== What the task asks ==
Format the entries below as a numbered list, omitting any blank lines.

== Segmentation dataset entries ==
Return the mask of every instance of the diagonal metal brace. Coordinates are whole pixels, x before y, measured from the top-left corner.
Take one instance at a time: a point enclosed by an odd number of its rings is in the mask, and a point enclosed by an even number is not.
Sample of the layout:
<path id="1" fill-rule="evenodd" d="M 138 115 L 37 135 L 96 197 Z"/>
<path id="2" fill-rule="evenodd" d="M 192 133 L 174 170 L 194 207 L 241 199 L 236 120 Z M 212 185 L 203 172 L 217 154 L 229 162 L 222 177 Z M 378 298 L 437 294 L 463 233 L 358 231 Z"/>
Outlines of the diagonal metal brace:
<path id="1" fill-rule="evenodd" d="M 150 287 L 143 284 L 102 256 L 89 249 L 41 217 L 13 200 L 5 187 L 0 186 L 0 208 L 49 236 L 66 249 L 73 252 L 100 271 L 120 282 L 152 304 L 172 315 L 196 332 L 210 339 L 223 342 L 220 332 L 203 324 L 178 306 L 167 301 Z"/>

== Answer ==
1. Return the mask of every instance of the diagonal metal brace. Coordinates are whole pixels, x before y, measured from the top-left corner.
2. Take one instance at a time: a point enclosed by an odd number of its rings is in the mask, and a point enclosed by an even number is not.
3. Sample of the layout:
4. <path id="1" fill-rule="evenodd" d="M 138 115 L 37 135 L 96 197 Z"/>
5. <path id="2" fill-rule="evenodd" d="M 192 133 L 174 170 L 194 207 L 241 199 L 236 120 Z M 212 185 L 203 172 L 217 154 L 229 162 L 222 177 Z M 378 298 L 437 294 L 463 233 L 358 231 Z"/>
6. Outlines of the diagonal metal brace:
7. <path id="1" fill-rule="evenodd" d="M 150 287 L 143 284 L 102 256 L 89 249 L 41 217 L 13 200 L 5 187 L 0 186 L 0 208 L 49 236 L 66 249 L 73 252 L 100 271 L 120 282 L 152 304 L 172 315 L 196 332 L 210 339 L 223 342 L 220 332 L 203 324 L 178 306 L 167 301 Z"/>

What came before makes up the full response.